**ENTRIES**
<<<<

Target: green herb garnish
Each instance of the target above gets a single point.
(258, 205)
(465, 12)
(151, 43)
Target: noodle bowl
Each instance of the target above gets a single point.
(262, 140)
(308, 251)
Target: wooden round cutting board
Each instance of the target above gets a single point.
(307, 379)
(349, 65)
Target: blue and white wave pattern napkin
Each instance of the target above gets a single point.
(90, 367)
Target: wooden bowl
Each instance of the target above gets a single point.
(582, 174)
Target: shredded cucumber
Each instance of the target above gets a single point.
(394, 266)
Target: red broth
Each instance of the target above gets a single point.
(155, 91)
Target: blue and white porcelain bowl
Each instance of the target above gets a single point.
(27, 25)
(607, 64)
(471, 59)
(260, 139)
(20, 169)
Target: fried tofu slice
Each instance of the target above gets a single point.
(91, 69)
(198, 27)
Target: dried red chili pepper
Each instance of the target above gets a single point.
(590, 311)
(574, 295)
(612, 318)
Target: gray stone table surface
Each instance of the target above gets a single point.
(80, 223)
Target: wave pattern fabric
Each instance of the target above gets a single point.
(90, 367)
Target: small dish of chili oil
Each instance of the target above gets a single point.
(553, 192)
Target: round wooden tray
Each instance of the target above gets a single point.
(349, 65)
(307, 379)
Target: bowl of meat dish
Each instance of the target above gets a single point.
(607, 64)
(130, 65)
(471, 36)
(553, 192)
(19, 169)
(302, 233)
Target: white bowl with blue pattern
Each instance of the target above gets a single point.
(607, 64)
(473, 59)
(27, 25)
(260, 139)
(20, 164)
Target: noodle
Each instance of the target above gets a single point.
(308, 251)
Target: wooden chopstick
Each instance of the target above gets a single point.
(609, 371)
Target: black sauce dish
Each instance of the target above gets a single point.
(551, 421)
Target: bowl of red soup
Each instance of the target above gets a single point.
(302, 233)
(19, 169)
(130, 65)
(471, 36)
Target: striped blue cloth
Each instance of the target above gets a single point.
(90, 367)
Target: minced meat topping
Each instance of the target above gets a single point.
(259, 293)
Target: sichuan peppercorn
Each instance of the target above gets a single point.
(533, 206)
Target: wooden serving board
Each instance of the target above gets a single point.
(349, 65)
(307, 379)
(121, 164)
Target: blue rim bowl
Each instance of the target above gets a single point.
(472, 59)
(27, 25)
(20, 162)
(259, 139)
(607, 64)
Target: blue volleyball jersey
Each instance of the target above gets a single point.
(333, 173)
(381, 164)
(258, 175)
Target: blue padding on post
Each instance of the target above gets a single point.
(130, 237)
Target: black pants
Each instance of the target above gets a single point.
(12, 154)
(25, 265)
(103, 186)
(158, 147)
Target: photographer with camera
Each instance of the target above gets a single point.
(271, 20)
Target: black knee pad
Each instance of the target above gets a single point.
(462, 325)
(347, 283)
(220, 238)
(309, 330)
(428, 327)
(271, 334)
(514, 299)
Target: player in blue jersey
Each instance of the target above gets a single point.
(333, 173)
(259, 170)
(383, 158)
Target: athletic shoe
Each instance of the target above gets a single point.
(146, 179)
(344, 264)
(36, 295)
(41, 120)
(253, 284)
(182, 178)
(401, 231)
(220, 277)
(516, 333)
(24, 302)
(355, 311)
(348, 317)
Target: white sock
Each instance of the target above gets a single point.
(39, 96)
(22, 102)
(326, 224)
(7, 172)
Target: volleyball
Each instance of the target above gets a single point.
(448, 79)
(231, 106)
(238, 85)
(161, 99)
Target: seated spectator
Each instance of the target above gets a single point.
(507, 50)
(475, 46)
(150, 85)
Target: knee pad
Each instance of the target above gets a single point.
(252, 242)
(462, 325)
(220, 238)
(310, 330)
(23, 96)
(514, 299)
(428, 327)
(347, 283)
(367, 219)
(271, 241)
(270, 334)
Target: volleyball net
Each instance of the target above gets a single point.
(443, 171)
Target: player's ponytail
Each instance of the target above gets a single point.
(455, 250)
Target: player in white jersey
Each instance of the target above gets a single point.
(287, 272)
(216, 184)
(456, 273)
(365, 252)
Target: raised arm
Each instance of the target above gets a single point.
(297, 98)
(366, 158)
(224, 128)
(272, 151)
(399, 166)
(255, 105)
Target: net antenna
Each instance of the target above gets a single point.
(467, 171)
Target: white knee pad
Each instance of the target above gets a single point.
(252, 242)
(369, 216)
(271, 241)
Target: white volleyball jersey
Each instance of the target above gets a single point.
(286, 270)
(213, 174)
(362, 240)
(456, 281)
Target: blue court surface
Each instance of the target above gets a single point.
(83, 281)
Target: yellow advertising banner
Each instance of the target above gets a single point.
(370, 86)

>>>>

**WHAT YOU ARE ASKED TO DO**
Rewrite all of these lines with every "single point" changed to "one point", leaving everything else the same.

**REPLY TO THE EXERCISE**
Target: green herb garnish
Each instance of the target above gets a one point.
(258, 205)
(465, 12)
(151, 43)
Target: noodle bowl
Each instance of the target above gets a one point.
(262, 140)
(308, 251)
Target: wooden round cutting board
Each instance of the target above gets a one point.
(307, 379)
(349, 65)
Target: blue and white wave pattern napkin
Each instance of the target above gets a one point.
(90, 367)
Target: wooden bowl
Each instance of the target above gets a one point.
(582, 174)
Target: shredded cucumber
Each instance of the target above gets a one point.
(394, 266)
Target: red broth
Each instance of the target above gets a one point.
(155, 91)
Target: blue and white porcelain bowl
Each instance of the target above gets a one point.
(27, 25)
(607, 64)
(471, 59)
(260, 139)
(20, 169)
Target: fried tofu slice
Each instance of the target above gets a one point.
(91, 69)
(198, 27)
Target: dried red chili pepper
Each instance of the target above gets a one point.
(590, 311)
(574, 295)
(612, 318)
Target: gray stone table surface
Each instance of the target above gets a one point.
(80, 223)
Target: wave pattern fabric
Each instance of the target above gets a one point.
(90, 367)
Target: small dish of chili oil
Each instance of the target above gets a one point.
(553, 192)
Target: round wooden tray
Each instance of the target above gets a one point.
(349, 65)
(307, 379)
Target: bowl of meat dish
Each instance of the target above gets a one point.
(607, 64)
(130, 65)
(471, 36)
(553, 192)
(19, 169)
(302, 233)
Target: white bowl with blue pattern
Each instance of the target above gets a one point.
(607, 64)
(473, 59)
(27, 25)
(260, 139)
(20, 164)
Target: noodle
Each instance of the target above gets a one point.
(308, 251)
Target: wooden chopstick
Each instance of the target above gets a one point.
(609, 371)
Target: black sauce dish
Each instance of the target above gets a one point.
(551, 421)
Target: bowl of red soup
Each instance of the target above gets a one point.
(302, 233)
(19, 169)
(130, 65)
(471, 36)
Target: striped blue cloth
Each instance of the target above gets a one point.
(90, 367)
Target: minced meat topping
Each instance of the target above gets a one point.
(259, 293)
Target: sichuan peppercorn
Each instance of the target above gets a one point.
(533, 206)
Target: wooden serving board
Each instance of the target above gets a one point.
(349, 65)
(307, 379)
(121, 164)
Target: blue rim bowl
Each instance of the target above gets a one point.
(472, 59)
(27, 25)
(20, 162)
(259, 139)
(607, 64)
Target: blue volleyball jersey
Each instance of the target above gets a one point.
(333, 173)
(381, 164)
(258, 175)
Target: blue padding on post
Each instance of the target above gets a one point.
(130, 237)
Target: black pants
Each instance of the target above gets a one point.
(12, 154)
(25, 265)
(103, 186)
(158, 147)
Target: photographer with camera
Each instance of the target above gets a one point.
(271, 20)
Target: black knee pad
Each instance of the target above gets a one point.
(462, 325)
(347, 283)
(220, 238)
(309, 330)
(428, 327)
(271, 334)
(514, 299)
Target: player in blue jersey
Each instance of the target above gets a one point.
(333, 173)
(259, 170)
(383, 158)
Target: athletic shoe
Each instance of the target above gets a one point.
(146, 179)
(344, 264)
(36, 295)
(41, 120)
(253, 284)
(182, 178)
(401, 231)
(220, 277)
(516, 333)
(24, 302)
(355, 311)
(348, 317)
Target: white sock
Each instance of the target above gets a one point.
(39, 96)
(22, 102)
(326, 224)
(7, 172)
Target: volleyball
Each instance of the target above gets a one point.
(448, 79)
(231, 106)
(238, 85)
(161, 99)
Target: seated spectator
Each instance of the target above gets a one point.
(507, 50)
(475, 46)
(150, 85)
Target: knee pad
Each instance of the target above gets a one point.
(252, 242)
(462, 325)
(220, 238)
(310, 330)
(23, 96)
(514, 299)
(428, 327)
(347, 283)
(367, 219)
(271, 241)
(270, 334)
Target: volleyball net
Each instance of the target above gets a one point.
(443, 171)
Target: player's ponytail
Each instance of the target above gets a one point.
(455, 250)
Target: player in white jersey
Each instance of the target above gets a one point.
(287, 272)
(216, 184)
(456, 273)
(365, 252)
Target: raised arm
Each instance of the target above gets a one point.
(297, 98)
(366, 158)
(224, 128)
(272, 151)
(399, 166)
(255, 105)
Target: net antenna
Each instance of the target above gets a one point.
(467, 171)
Target: white knee pad
Each instance of the target above gets a one point.
(252, 242)
(369, 216)
(271, 241)
Target: white volleyball jersey
Each instance of the target above gets a one point.
(286, 270)
(213, 174)
(362, 240)
(456, 281)
Target: blue court surface
Each instance of the target above gets a one point.
(83, 281)
Target: yellow advertising banner
Each instance of the target above gets a one point.
(370, 86)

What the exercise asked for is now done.